Many causes have combined, many factors are present, many influences have turned the hearts of men through that empire [Turkey]; but if we ask ourselves what the governing and final factor is which has brought about the first of the world’s bloodless revolutions, which has seen a people divided and dissevered by creed, by race, by language, by every conceivable difference which can separate the sons and daughters of men, suddenly act together—we do ill if we forget that for eighty years the American missionaries have been laying the foundations and preaching the doctrine which makes free government possible. —TALCOTT WILLIAMS, LL. D., editor Philadelphia Press, in an address at Brooklyn, N. Y., Oct. 15, 1908.
Late in 1902 a plan for administrative reform in the Adrianople, Salonica, and Monastir Provinces of European Turkey was published. These included Macedonia where disorders and atrocities had become chronic. Under this measure the valis or governors were given new powers and an inspector general was appointed reporting directly to the grand vizier. The Powers compelled the addition of a financial commission representing them, which should examine the budget of the three vilayets and recommend improvements. With the aid of three Ottoman inspectors, the commission was to supervise the provincial finances and in other ways bring relief to the untoward conditions of the inhabitants. The gendarmerie was put under a foreign officer with an Italian general in command, and much improved in efficiency.
A three per cent increase in the customs duties provided funds for securing other reforms. These, however, it must be said, existed largely upon paper. While the Powers ostensibly had some responsibility and authority in the administration of affairs in Macedonia, the sultan was able in ways so well known to himself to thwart their exercise of it while the discordant elements in Albania and Macedonia made conditions for all classes more intolerable than ever.

## Data shown
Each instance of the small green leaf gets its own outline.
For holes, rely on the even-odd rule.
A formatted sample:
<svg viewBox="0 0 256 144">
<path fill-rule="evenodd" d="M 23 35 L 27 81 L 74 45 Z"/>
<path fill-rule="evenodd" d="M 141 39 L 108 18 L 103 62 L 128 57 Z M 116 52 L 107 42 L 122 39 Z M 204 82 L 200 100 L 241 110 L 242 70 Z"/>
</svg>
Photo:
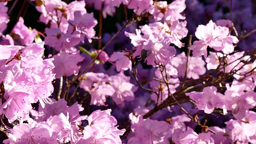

## Directives
a – Rename "small green leaf" to "yellow petal" in the rows and write the rows out again with nothing else altered. Omit the picture.
b – Extend the passage on reform in European Turkey, picking up after its final sentence.
The passage on European Turkey and the rows come from unrelated sources.

## Answers provided
a –
Each instance of the yellow petal gets its own outline.
For holes, rely on the even-odd rule.
A formatted sample:
<svg viewBox="0 0 256 144">
<path fill-rule="evenodd" d="M 23 35 L 27 81 L 74 45 Z"/>
<path fill-rule="evenodd" d="M 141 39 L 108 18 L 103 62 L 128 57 Z M 116 52 L 107 42 L 122 39 Z M 204 82 L 200 100 L 241 110 L 242 70 Z"/>
</svg>
Photo:

b –
Again, early in 1908, the Powers gave hesitating attention to this plague-spot of Europe as one united cry of distress arose from all tongues, the Turkish, Greek, Bulgarian, and Albanian alike. It is impossible to say which race was the greatest sufferer or which the freest from oppression. Practically the entire country was in a state of anarchy and there was none to deliver. On March 13, 1908, the Porte reluctantly consented to the British proposal that the mandates of foreign officials in Macedonia be renewed for a period of seven years. A budget was adopted for the support of the army, the civil list, and the railway, which threatened a deficit of nearly $4,000,000. With all these arrangements no party to the transaction was satisfied, except those European Powers that hoped, in the end, to make political capital out of Macedonia’s affliction. These entered reluctantly into agreement as did also the sultan, who saw his personal power in the three provinces gradually wane; but his former experiences made him quick to read the signs of the times.